Excerpt provided:
# # # # #

Another called her “the toughest cookie” of the lot.

Riso defies the Eurocrat stereotype. Allies and colleagues say she’s intense, sharp-tongued, funny — and utterly relentless. Known for her no-nonsense wardrobe of dark blazers and buttoned-up shirts, she has earned nicknames like “the war monk” for her singular devotion to whichever EU crisis is at hand.
“She can keep a whole table laughing,” recalled a former colleague. “But she’s also overwhelming — you feel like you need to breathe after an hour with her.”
Another Commission veteran described her as “restless and fearless” — a new breed of official who isn’t afraid to cross swords with elected politicians, even her nominal superiors.
The latest budget fight is a case in point, having revealed a power struggle with European Budget Commissioner Piotr Serafin. A close ally of Polish Prime Minister Donald Tusk, Serafin has voiced concerns over von der Leyen’s budget reforms, which tie payments to economic overhauls and reduce regional discretion — measures Riso had pushed hard during the drafting on behalf of her boss .
“It was obvious Serafin’s team wasn’t in the loop,” one diplomat said. “Riso was working directly with von der Leyen.”
Riso declined to be interviewed for this profile.
Building a castle
In her office on the outskirts of the EU quarter — housed in a brutalist black building notorious for being “too cold in winter and too hot in summer,” according to someone who has worked there — Riso and her tight-knit team churned out what some call a fortress budget: meticulously planned, tightly guarded, and fiercely defended.
Those who tried to get a preview of the proposal hit a wall of silence — a Mafia-style omertà, as one diplomat put it.
She was “building a castle” and didn’t want it to collapse before she presented it, said an official involved in the talks.
This secrecy, combined with the sweeping nature of her reforms, unnerved commissioners and national leaders alike. Protests erupted from researchers, farmers and regional governments — all alarmed at the cuts or conditionalities proposed.

# # # # #

Extracted records:
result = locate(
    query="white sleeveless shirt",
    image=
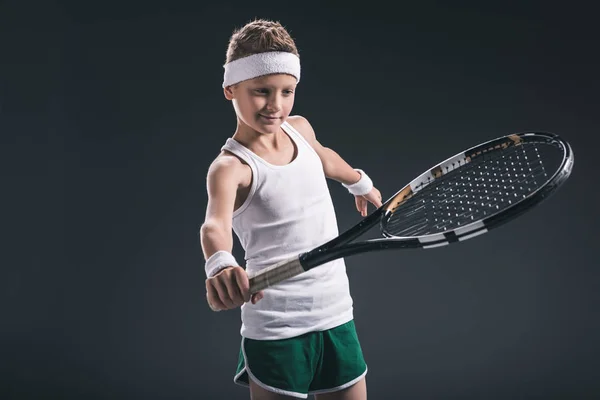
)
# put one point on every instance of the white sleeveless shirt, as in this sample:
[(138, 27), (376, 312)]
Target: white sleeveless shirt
[(289, 211)]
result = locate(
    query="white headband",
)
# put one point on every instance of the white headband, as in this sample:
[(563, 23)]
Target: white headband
[(274, 62)]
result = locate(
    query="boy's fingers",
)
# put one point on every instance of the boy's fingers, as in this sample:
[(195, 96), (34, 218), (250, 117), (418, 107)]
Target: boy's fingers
[(241, 277), (257, 296)]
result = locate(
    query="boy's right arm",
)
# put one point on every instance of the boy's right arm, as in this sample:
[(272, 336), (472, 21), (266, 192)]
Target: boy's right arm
[(228, 288)]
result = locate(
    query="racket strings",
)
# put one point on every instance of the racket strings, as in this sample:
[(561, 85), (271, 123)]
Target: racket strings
[(480, 188)]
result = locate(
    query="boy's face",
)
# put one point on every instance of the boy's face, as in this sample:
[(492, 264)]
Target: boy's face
[(263, 103)]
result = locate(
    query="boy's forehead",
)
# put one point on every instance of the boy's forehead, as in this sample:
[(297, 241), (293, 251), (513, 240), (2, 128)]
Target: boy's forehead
[(275, 80)]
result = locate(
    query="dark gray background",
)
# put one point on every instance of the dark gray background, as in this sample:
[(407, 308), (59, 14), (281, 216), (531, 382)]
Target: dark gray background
[(112, 111)]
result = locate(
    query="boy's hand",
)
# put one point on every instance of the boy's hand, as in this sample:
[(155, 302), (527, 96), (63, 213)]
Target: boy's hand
[(373, 197), (230, 288)]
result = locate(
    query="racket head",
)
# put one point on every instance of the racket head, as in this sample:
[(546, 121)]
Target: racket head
[(478, 189)]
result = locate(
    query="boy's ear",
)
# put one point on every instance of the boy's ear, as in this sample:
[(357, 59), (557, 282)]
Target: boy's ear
[(228, 92)]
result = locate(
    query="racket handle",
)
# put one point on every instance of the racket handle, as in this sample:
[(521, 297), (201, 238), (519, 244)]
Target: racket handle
[(275, 274)]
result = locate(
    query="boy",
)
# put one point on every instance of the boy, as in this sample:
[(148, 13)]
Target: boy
[(269, 186)]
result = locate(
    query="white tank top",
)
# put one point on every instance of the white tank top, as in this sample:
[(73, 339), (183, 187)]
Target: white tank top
[(289, 211)]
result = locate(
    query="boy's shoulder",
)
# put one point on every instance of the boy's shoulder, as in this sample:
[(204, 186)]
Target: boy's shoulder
[(227, 163), (302, 125)]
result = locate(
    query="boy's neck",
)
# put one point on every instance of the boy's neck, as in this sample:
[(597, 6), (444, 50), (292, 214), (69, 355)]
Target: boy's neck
[(256, 140)]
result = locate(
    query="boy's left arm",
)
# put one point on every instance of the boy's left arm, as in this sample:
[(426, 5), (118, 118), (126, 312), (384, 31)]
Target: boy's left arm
[(334, 166)]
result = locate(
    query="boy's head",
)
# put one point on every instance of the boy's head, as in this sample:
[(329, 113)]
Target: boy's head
[(259, 36), (261, 72)]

# # # # #

Your goal:
Translate this sentence from the profile of Riso into French: "Those who tried to get a preview of the proposal hit a wall of silence — a Mafia-style omertà, as one diplomat put it."

Written response:
Ceux qui ont tenté d'obtenir un aperçu de la proposition se sont heurtés à un mur de silence — une omertà digne de la mafia, selon les mots d'un diplomate.